Reproduce the blog post about moving to Nashville verbatim, from "i currently do" to "to hire me?".

EXTRACT PROVIDED =>
......

Friday, May 30, 2014

big moves.

well.  it's official.  at the end of august i will be moving to NASHVILLE, TN and i could not be more excited.  a lot of people have asked what i will be doing there so i thought i'd blog some insight into this big move.

a few months ago a dear friend of mine, haley george, told me she and her wonderful roommate were leaving charlotte when their lease ended to move back to nashville and in passing she said "you should come too"... and that got my wheels turning.  "why not?" was all i could think.  just one year prior we had been in nashville and i thought while there "this is a city i could see myself living in."  now a year ago would i have thought i would be making this announcement?  NO WAY!  this idea of moving started so organically with a "why not?" to something that has been pressing further and further into my heart... further into my hopes and fears... further into my desires to know my God greater. 

you may remember this post from a few short weeks ago where i wrestled with my comfort zone and the abundant life i believe is just outside of that.  i believe this move something that the Lord has set before me that will stretch me, that will grow me, and that will bless my soul in more ways than i can begin to imagine.

i currently do not have a job lined up, but have started the search.  i've worked a great job for the last 9 years in the insurance world, but my heart and passion did not lie in my full time work.  my hope and dream is that the heart, passion, and talents the Lord has given me can be used in my daily work.  this is what i'm searching for in nashville.  want to hire me?

......

DATA BLOCK =>
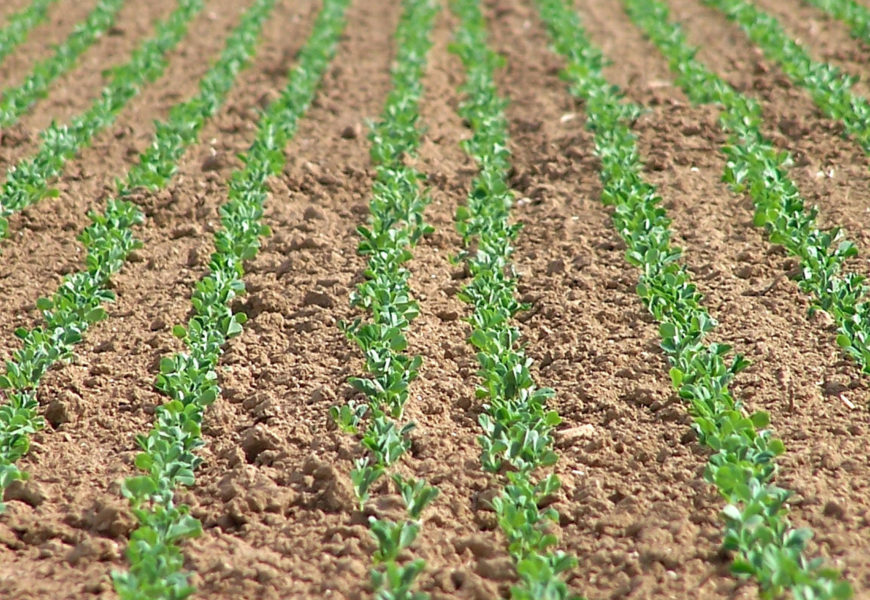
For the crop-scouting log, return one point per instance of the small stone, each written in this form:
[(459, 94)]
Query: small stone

......

ANSWER TO THIS EXERCISE =>
i currently do not have a job lined up, but have started the search.  i've worked a great job for the last 9 years in the insurance world, but my heart and passion did not lie in my full time work.  my hope and dream is that the heart, passion, and talents the Lord has given me can be used in my daily work.  this is what i'm searching for in nashville.  want to hire me?